▸ **To do**
Only the lines from the beginning of the data through the one with "positive clicks: (179, 283)" belong in the answer, each retyped exactly, with pictures left out.

--------

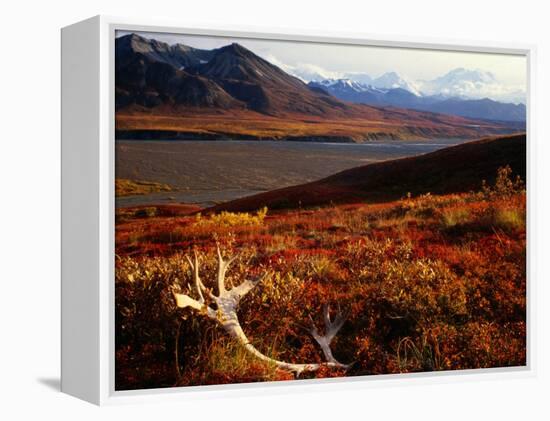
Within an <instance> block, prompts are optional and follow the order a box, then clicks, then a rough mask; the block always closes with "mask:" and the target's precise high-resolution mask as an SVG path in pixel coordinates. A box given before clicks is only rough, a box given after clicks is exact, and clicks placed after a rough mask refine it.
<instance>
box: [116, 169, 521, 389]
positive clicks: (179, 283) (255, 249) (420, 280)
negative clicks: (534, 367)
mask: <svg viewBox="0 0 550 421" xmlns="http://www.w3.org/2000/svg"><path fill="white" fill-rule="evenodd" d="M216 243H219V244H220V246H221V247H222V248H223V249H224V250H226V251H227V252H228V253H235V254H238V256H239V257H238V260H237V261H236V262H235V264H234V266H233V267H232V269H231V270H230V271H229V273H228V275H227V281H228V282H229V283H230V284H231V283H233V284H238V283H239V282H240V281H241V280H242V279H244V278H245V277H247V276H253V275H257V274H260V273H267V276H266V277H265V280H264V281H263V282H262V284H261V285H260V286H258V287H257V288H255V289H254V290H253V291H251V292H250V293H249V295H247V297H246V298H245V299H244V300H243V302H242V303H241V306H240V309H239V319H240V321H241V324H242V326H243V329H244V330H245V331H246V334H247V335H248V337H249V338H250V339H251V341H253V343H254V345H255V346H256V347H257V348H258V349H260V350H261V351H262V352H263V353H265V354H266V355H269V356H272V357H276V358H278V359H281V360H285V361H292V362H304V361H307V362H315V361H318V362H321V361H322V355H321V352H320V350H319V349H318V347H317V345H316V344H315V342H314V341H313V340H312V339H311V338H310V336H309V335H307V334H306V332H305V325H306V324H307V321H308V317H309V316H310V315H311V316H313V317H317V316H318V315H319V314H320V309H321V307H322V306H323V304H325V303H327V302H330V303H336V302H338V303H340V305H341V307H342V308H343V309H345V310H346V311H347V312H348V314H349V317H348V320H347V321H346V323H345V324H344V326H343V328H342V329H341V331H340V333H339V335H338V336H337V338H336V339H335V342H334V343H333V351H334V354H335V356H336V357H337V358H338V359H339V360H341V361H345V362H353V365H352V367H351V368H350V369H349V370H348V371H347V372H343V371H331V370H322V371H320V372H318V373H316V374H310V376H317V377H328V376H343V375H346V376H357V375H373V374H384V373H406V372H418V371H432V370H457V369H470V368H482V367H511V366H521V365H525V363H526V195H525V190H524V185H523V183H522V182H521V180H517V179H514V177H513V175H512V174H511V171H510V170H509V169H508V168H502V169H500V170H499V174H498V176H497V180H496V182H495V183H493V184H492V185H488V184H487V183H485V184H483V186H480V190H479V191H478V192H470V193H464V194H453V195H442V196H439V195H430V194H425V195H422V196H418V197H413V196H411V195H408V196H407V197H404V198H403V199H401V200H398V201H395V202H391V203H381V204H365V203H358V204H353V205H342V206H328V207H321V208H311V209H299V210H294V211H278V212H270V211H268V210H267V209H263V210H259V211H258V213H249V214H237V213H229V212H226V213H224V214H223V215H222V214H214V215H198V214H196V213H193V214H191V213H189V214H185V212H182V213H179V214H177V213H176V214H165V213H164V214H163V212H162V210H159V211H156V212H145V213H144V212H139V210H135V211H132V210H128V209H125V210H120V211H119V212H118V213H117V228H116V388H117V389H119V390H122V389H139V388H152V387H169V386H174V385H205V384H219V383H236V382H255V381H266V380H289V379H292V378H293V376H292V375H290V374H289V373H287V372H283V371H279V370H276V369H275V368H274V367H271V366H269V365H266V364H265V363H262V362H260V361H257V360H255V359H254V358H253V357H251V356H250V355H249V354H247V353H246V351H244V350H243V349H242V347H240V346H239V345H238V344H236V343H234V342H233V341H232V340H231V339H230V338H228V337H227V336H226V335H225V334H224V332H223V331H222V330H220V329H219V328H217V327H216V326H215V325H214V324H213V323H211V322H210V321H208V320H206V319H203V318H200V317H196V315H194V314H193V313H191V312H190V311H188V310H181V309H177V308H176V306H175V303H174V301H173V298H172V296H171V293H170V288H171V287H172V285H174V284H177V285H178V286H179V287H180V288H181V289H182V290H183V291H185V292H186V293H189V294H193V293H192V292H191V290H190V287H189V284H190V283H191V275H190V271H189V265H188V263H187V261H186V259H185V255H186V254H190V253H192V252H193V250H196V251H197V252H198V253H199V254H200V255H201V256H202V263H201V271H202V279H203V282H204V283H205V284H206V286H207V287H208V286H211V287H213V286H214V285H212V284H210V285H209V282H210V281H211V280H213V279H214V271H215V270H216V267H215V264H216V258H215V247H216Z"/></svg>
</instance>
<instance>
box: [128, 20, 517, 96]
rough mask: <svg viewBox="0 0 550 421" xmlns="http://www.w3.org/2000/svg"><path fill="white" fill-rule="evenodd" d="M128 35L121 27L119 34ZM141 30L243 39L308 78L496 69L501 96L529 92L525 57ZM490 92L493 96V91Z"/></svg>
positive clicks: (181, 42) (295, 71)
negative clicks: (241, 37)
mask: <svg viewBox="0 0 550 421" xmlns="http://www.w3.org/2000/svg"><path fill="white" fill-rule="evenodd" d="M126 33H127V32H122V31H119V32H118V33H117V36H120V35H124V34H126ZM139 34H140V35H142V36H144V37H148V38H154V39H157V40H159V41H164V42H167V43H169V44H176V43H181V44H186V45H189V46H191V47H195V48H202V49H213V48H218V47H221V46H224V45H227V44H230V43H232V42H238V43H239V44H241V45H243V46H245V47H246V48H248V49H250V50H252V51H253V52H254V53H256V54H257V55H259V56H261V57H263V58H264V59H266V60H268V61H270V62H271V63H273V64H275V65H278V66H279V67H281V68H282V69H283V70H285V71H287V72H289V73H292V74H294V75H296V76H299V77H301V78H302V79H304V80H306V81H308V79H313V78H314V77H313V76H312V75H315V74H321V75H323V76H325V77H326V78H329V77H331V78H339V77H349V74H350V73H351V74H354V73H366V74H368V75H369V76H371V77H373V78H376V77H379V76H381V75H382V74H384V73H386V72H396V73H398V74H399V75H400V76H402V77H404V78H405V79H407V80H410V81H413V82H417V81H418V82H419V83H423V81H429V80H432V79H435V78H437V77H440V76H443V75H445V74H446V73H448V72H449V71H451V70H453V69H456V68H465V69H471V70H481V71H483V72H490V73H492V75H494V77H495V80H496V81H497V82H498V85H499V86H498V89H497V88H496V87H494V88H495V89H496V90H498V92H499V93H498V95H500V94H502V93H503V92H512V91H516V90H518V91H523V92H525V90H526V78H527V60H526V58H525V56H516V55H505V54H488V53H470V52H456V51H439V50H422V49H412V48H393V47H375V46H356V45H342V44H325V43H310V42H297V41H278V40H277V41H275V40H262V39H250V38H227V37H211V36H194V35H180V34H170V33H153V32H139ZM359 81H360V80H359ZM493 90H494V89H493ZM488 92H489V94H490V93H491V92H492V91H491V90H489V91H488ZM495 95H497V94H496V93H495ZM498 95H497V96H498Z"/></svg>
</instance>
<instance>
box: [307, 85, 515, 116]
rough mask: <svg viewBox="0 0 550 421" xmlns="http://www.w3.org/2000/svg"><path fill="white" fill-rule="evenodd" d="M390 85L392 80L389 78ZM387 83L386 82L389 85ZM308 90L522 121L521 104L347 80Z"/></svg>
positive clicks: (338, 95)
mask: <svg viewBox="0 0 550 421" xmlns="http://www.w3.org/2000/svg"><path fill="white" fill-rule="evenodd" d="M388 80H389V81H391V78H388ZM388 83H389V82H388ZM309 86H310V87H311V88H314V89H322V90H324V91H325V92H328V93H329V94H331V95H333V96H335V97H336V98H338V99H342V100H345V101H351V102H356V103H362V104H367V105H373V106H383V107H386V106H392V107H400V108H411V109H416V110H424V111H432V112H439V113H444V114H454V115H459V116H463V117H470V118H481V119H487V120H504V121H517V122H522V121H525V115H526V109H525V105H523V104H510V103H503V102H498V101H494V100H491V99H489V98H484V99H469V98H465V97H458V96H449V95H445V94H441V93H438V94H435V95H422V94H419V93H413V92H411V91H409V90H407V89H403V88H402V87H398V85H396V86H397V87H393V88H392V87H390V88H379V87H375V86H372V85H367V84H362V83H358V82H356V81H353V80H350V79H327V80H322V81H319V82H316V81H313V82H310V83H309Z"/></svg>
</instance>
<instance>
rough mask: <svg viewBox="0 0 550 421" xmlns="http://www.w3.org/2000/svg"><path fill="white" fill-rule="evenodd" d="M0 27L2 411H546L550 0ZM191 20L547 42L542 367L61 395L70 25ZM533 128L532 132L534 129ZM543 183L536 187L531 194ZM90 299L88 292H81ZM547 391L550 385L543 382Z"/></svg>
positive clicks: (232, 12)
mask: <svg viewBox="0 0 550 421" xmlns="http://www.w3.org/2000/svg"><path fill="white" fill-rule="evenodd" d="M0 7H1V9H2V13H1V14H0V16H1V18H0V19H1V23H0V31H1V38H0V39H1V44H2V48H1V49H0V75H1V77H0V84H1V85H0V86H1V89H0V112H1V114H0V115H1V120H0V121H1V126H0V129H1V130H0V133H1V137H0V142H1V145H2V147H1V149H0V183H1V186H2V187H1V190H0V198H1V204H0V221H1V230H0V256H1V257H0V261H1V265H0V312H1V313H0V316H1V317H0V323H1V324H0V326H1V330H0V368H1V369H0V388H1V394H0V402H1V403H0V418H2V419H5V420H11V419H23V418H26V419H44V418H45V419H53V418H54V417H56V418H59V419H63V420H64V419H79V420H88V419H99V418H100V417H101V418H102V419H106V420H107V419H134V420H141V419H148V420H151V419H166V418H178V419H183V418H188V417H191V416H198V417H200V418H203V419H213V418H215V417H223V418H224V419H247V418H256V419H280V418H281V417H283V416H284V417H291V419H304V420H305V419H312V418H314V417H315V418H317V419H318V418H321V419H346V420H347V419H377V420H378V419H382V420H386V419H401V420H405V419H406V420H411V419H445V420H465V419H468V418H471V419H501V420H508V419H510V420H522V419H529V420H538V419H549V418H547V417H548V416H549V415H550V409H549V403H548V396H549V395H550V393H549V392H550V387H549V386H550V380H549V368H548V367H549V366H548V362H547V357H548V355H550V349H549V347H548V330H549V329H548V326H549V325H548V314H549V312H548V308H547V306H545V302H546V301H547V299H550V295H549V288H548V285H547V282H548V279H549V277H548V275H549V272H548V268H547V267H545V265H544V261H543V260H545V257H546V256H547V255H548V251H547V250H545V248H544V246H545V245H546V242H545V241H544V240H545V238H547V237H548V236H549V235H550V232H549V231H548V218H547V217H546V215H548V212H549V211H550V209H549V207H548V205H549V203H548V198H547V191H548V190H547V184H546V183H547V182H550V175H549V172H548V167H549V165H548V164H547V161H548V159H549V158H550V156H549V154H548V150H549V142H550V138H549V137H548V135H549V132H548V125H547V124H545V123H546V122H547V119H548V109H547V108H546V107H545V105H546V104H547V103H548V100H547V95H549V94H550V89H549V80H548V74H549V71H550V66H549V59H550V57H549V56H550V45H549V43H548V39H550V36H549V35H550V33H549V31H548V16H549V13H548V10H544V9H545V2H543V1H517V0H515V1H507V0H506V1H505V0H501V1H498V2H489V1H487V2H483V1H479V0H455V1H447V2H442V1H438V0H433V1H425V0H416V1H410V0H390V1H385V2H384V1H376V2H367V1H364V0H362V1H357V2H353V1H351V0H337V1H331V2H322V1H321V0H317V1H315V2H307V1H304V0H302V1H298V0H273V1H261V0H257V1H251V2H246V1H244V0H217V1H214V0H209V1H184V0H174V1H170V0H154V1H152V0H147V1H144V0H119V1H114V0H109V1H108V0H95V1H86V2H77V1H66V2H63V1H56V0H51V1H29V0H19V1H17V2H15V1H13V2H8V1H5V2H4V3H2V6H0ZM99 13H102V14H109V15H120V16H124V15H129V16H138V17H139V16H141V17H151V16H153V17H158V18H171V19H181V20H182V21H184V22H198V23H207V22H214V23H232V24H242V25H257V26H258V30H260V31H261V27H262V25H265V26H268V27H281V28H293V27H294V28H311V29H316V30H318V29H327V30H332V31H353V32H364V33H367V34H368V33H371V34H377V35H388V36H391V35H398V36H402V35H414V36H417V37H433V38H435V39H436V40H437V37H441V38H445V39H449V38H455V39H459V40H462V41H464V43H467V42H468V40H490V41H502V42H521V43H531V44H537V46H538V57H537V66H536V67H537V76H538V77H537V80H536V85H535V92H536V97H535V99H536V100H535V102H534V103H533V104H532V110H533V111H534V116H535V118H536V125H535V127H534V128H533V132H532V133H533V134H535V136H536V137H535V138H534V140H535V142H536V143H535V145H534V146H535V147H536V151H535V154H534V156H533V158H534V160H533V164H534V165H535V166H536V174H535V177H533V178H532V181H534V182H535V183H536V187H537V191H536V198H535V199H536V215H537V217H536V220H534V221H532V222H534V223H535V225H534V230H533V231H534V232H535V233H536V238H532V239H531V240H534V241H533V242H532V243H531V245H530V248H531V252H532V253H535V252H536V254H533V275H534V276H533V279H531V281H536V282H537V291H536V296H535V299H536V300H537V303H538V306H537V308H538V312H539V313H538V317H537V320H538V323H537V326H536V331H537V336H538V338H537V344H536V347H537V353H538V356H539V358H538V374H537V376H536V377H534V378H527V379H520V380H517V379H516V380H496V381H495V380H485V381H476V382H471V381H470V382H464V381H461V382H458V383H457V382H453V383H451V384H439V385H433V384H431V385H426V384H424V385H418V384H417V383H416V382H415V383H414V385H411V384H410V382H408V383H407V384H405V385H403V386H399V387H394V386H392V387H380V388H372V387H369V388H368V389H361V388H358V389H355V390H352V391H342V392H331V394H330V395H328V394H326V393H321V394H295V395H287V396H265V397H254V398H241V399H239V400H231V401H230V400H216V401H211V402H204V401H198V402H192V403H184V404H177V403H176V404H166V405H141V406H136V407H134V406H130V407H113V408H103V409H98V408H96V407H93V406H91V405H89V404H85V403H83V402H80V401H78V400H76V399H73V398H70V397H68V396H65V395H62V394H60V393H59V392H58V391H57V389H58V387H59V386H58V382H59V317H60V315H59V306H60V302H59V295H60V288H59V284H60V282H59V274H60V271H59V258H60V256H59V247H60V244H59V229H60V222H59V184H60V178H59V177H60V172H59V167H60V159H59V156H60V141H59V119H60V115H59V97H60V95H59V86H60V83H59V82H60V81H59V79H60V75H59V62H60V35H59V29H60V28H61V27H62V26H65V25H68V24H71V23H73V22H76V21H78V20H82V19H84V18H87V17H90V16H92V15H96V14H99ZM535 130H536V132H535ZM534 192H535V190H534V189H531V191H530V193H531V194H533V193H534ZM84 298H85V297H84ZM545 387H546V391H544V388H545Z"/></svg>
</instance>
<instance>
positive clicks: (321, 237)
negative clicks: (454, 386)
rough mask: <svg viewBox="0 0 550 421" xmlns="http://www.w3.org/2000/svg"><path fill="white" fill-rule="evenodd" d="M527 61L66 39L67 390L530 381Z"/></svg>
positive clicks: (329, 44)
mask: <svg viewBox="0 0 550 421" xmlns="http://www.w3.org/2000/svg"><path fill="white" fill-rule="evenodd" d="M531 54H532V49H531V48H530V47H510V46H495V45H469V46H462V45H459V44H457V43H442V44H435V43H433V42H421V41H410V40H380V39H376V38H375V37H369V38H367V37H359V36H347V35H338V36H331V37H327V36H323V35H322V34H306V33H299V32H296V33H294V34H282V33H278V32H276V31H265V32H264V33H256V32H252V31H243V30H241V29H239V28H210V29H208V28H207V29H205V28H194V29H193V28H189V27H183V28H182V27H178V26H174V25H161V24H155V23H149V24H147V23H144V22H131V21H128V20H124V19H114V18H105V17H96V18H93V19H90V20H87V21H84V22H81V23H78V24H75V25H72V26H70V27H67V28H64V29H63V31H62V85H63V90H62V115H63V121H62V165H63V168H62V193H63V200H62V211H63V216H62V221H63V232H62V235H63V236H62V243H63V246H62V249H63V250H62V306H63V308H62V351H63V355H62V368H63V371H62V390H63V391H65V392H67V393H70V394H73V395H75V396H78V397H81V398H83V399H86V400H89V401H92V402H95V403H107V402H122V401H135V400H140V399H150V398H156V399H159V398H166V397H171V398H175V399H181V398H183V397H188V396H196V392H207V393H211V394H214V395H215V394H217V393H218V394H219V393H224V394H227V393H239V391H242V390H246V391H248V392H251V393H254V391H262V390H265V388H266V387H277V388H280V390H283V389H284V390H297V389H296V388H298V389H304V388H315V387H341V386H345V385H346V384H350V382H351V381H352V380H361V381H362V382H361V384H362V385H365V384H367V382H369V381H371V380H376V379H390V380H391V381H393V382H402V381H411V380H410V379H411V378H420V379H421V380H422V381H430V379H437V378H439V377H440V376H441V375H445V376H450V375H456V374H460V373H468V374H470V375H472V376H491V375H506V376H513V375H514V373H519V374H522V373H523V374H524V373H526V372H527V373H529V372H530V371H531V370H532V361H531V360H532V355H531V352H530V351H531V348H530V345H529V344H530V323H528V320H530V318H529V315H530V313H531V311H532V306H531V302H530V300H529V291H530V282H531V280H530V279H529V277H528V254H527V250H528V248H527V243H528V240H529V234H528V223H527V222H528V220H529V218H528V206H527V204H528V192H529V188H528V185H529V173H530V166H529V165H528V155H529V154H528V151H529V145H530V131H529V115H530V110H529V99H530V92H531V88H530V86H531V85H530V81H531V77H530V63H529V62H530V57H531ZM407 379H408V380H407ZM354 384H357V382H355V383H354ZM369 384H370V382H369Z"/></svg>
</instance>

--------

▸ **Answer to this exercise**
Within an <instance> block, prompts are optional and follow the order a box, then clicks, then a rough mask; the block always closes with "mask:" and the target's precise high-resolution mask as an SVG path in pixel coordinates. A box given before clicks is only rough, a box given after clicks is exact, and clicks placed after a rough mask refine it.
<instance>
box: [116, 169, 521, 389]
positive clicks: (179, 283) (255, 249) (420, 280)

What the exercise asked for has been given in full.